• [課題]:
提供テキストの「瀧内:坂本先生も経口抗癌剤の」から「略が見え隠れするわけですが。」までを、両端も含めて書き写すこと。その際、「メタアナリシス」を「系統的レビュー」に置き換える。

瀧内:貞廣先生は肝転移を抑制する目的で、肝動注を組み込んだトライアルを行われていますね。
貞廣:無作為化試験を行って、5-FUを経肝動脈で投与することによって死亡が60%近く低減されることを発表したのですが、これには追試が必要です。ただ、これまでの全身化学療法に比べて、結腸癌で最も多い再発形式である肝転移を選択的に抑えるというアプローチも成立するのではないかと提言をさせていただいています。
瀧内:坂本先生も経口抗癌剤のメタアナリシスを行っていらっしゃいますが、先生自身は日本における標準的治療をどうお考えでしょうか。
坂本:日本のクリニカルプラクティスではUFTやTS-1の単剤治療が行われていますが、現時点では経口剤のなかで本当にエビデンスがあるのはLV/UFT療法です。
瀧内:海外ではLV/5-FUをベースにいろんな薬剤を加えて検討する戦略をとってきていますね。L-OHPの追加では非常によい成績が得られたので、次のステップとしては当然、転移性大腸癌で良好なデータが出ている分子標的薬を術後補助化学療法にも加えていく戦略が見え隠れするわけですが。
大津:現在進行中のAVANT試験では、FOLFOX 4±bevacizumabとXELOX+bevacizmabの試験が進行中で、われわれも含め日本からも5施設程度、参加予定です。
瀧内:海外のregimenは少し煩雑な面もあるのですが、MOSAIC試験の結果を受けて、今後は日本でもFOLFOX等の評価をしていく必要があるとお考えですか。

• [提供項目]:
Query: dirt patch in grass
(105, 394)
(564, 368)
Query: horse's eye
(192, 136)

• [解答]:
瀧内:坂本先生も経口抗癌剤の系統的レビューを行っていらっしゃいますが、先生自身は日本における標準的治療をどうお考えでしょうか。
坂本:日本のクリニカルプラクティスではUFTやTS-1の単剤治療が行われていますが、現時点では経口剤のなかで本当にエビデンスがあるのはLV/UFT療法です。
瀧内:海外ではLV/5-FUをベースにいろんな薬剤を加えて検討する戦略をとってきていますね。L-OHPの追加では非常によい成績が得られたので、次のステップとしては当然、転移性大腸癌で良好なデータが出ている分子標的薬を術後補助化学療法にも加えていく戦略が見え隠れするわけですが。